* _What you have to do_: Pictures are not part of the answer. Return the lines from the one containing "Target: red stadium seat" through the end of the data, both included, exactly as they appear.

--- Start Extracted data ---

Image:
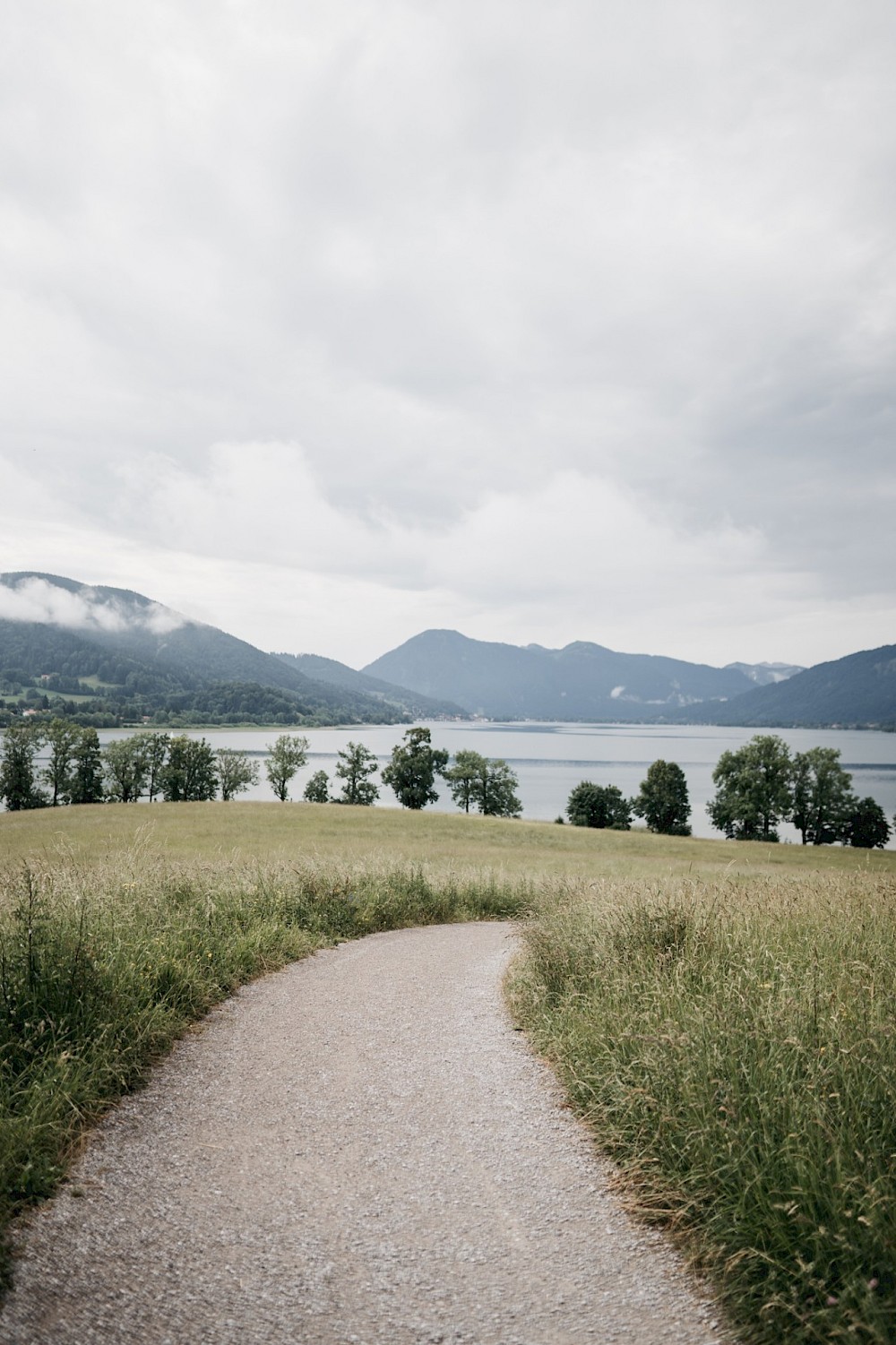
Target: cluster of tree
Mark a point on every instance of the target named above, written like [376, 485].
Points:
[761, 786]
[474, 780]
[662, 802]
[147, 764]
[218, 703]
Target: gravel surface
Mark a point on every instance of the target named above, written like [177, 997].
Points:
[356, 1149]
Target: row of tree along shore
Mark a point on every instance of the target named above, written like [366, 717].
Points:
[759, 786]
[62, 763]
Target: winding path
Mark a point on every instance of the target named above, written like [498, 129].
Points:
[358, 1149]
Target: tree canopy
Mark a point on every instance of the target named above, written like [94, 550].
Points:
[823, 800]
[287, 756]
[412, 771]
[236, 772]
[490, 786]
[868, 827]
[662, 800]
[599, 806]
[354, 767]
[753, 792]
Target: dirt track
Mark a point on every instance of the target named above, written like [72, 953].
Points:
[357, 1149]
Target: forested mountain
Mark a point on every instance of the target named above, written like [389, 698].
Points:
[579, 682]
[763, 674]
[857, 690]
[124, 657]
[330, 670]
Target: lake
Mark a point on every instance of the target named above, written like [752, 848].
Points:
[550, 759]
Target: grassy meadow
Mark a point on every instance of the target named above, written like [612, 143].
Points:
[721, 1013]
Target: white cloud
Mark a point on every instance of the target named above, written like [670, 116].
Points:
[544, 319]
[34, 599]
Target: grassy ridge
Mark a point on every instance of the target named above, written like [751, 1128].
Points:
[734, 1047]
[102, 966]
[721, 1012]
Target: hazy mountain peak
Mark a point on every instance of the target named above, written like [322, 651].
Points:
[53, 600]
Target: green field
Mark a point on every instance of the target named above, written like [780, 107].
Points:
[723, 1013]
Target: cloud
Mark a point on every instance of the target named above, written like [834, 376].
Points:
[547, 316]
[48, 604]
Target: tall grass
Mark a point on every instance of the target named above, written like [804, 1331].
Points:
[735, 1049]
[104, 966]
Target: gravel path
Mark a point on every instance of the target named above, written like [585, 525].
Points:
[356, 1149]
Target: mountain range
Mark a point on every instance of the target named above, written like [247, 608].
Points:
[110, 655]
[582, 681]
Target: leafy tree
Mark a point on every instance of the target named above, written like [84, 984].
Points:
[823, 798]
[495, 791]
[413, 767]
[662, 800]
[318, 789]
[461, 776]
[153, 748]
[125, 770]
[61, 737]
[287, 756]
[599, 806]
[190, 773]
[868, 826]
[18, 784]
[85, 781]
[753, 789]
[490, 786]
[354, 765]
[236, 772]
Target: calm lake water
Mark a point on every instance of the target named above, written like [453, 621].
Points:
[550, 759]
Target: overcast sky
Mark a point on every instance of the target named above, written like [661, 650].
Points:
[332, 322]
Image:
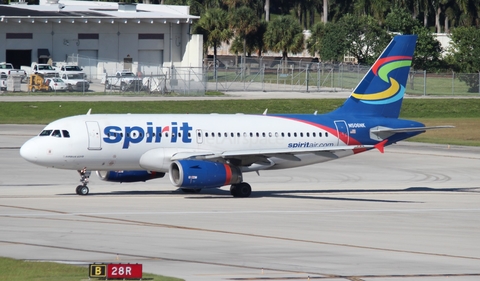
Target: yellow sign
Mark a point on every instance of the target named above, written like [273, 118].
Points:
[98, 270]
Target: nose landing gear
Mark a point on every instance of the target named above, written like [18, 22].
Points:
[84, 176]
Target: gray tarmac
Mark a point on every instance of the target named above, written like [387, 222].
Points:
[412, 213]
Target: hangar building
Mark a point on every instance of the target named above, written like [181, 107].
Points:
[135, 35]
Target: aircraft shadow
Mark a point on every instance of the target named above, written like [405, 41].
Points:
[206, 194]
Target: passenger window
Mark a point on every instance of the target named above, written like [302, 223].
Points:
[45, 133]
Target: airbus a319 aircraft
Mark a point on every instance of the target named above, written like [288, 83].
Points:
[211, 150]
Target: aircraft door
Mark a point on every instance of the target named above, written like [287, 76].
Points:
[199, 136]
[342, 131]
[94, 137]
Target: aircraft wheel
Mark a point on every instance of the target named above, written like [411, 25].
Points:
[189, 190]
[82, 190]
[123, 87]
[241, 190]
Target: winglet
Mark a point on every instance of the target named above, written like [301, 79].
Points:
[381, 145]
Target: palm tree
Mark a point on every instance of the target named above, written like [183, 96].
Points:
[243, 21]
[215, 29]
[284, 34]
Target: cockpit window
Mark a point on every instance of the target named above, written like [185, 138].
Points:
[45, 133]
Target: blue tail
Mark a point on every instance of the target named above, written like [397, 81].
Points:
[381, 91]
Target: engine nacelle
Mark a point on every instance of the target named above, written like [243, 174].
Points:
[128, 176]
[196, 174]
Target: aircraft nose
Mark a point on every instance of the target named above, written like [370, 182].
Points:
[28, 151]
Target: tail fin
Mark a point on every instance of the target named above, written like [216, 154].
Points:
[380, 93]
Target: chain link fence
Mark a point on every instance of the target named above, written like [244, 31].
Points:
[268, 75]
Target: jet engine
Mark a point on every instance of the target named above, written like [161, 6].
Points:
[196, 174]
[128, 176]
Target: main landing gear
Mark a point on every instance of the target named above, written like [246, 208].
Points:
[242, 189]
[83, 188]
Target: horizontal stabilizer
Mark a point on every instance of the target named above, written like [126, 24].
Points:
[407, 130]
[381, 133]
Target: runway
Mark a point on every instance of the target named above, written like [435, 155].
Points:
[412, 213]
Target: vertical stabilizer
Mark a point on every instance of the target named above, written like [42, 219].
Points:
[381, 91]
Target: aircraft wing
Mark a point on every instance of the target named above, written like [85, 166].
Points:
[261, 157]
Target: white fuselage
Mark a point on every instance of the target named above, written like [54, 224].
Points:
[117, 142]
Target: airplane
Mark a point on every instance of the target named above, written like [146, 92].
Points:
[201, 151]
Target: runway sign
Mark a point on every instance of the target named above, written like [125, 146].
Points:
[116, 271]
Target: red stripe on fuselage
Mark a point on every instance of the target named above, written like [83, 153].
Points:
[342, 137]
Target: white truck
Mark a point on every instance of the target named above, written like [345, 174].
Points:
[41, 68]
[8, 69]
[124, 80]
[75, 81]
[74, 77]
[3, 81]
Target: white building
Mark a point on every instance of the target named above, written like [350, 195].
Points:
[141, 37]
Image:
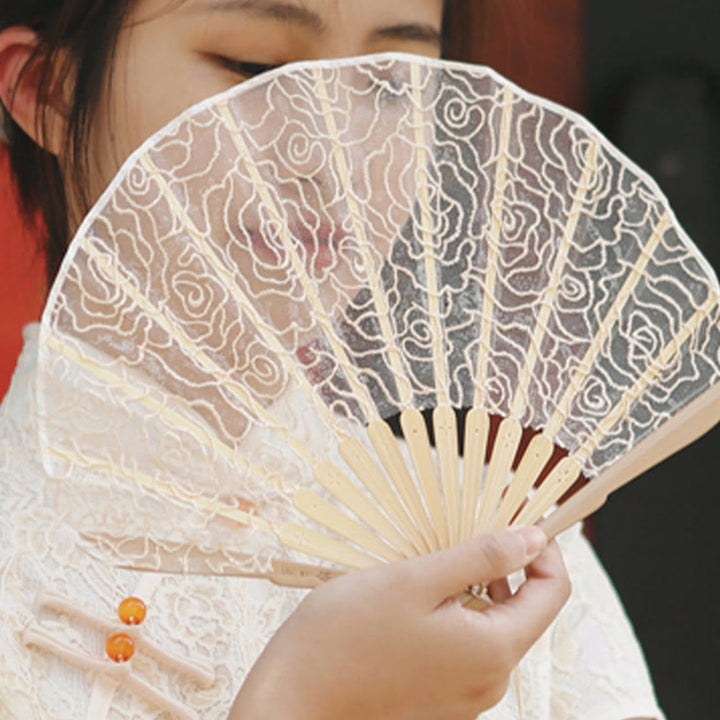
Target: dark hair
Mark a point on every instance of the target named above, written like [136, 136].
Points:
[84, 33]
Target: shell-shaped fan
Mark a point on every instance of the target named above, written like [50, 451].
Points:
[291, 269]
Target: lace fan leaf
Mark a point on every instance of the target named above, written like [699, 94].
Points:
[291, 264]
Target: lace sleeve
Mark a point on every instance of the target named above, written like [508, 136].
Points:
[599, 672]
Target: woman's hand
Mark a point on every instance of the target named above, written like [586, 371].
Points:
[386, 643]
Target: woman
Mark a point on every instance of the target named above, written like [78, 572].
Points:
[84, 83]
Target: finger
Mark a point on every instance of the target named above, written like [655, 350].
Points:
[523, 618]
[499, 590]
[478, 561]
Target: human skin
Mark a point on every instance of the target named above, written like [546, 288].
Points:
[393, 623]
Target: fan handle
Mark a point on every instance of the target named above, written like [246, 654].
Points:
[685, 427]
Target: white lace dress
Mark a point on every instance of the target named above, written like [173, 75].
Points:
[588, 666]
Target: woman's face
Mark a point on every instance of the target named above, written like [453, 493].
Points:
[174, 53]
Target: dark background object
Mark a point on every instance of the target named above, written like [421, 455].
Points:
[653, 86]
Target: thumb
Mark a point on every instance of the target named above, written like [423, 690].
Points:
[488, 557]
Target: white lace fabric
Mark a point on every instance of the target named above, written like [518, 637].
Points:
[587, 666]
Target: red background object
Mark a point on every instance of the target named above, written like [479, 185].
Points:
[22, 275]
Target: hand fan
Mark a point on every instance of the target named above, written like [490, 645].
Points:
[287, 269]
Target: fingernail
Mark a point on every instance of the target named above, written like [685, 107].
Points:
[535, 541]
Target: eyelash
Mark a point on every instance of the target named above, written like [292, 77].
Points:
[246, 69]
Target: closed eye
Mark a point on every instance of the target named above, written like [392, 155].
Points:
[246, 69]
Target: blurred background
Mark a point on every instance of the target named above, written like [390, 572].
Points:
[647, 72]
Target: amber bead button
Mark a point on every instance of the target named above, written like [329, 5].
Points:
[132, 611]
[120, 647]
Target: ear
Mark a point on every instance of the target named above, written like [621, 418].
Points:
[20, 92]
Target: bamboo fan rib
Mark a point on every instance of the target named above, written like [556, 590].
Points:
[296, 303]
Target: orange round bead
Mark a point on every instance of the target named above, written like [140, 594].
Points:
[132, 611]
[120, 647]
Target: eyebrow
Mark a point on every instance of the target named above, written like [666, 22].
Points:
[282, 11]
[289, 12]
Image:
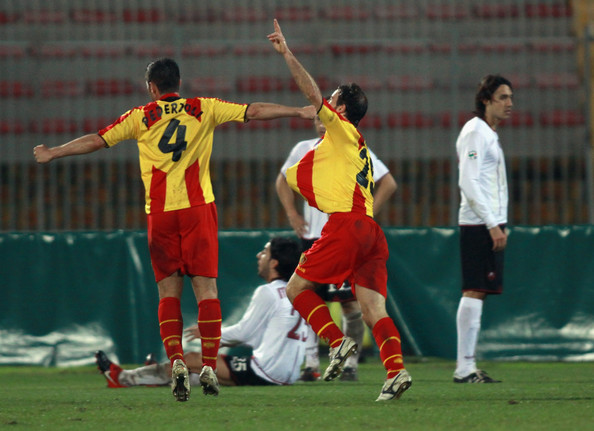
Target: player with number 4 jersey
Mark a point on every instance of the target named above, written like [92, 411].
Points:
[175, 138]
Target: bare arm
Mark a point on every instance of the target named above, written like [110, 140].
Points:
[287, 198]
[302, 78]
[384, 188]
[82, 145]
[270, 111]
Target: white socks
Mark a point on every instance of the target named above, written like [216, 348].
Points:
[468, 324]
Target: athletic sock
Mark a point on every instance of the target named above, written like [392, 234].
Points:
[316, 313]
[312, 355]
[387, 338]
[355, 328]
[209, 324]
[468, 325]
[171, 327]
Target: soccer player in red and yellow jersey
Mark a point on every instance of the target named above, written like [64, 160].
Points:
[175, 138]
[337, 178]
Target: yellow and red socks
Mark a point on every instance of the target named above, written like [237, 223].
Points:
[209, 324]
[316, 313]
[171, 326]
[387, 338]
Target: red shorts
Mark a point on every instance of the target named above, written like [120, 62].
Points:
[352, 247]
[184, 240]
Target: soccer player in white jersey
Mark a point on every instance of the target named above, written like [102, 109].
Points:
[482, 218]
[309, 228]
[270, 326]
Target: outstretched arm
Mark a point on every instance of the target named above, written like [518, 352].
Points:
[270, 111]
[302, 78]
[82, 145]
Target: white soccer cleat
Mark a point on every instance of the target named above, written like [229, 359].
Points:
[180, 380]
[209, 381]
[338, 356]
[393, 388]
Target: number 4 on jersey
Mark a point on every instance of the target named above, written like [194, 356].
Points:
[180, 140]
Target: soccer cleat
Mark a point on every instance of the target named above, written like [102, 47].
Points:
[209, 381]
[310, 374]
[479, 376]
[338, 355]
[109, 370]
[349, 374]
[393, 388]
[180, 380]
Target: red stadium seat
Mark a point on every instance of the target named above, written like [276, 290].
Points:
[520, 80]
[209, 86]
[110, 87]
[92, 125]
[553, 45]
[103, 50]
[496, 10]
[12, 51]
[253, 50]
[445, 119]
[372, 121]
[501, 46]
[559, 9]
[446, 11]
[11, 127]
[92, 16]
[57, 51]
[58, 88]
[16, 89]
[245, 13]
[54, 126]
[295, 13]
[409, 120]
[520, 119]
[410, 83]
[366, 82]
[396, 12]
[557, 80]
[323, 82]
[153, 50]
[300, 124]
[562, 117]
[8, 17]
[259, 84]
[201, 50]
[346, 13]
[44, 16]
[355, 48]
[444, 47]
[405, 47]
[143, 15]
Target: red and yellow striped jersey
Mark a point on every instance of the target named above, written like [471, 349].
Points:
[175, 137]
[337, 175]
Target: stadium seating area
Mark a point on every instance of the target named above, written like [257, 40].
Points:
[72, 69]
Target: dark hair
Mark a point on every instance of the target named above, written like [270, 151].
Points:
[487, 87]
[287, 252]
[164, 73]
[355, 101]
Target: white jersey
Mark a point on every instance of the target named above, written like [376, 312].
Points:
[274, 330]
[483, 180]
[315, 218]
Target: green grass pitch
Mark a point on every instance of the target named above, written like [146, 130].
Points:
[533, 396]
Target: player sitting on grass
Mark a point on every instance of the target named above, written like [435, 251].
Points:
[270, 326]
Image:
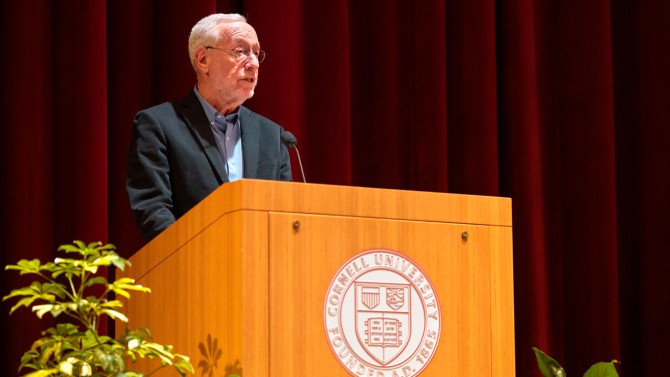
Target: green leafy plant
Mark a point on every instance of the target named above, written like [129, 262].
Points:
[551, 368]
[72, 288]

--- End Extracted data ---

* _The response_:
Target: red stadium seat
Mark a point on every instance of the target named above, written like [276, 290].
Points:
[520, 80]
[209, 86]
[110, 87]
[92, 125]
[553, 45]
[103, 50]
[496, 10]
[12, 51]
[253, 50]
[445, 119]
[372, 121]
[501, 46]
[559, 9]
[446, 11]
[11, 127]
[92, 16]
[57, 51]
[58, 88]
[16, 89]
[245, 13]
[54, 126]
[295, 13]
[409, 120]
[520, 119]
[410, 83]
[366, 82]
[396, 12]
[557, 80]
[323, 82]
[153, 50]
[300, 124]
[562, 117]
[8, 17]
[259, 84]
[201, 50]
[346, 13]
[44, 16]
[355, 48]
[444, 47]
[405, 47]
[143, 15]
Target: red and yellow striped jersey
Mark a point on every instance of the target named above, written like [471, 349].
Points:
[175, 137]
[337, 175]
Target: stadium seating area
Mark a point on every instance of the target named above, written like [257, 40].
Points:
[72, 69]
Target: dark hair
Mark a point on every instance of the target named above, written like [270, 151].
Points:
[487, 87]
[287, 252]
[164, 73]
[355, 101]
Target: white jersey
Mark a point on every instance of the target named above, written like [376, 312].
Points:
[274, 330]
[483, 180]
[315, 218]
Target: green grass pitch
Mark a point on every instance of the target named above, written like [146, 130].
Points:
[533, 396]
Target: player sitting on grass
Mark a point on every instance of the target named above, written like [435, 251].
Points:
[270, 326]
Image:
Target: green leafy plant
Mark a point on every instance of the target named above, written like [129, 262].
Points:
[551, 368]
[72, 288]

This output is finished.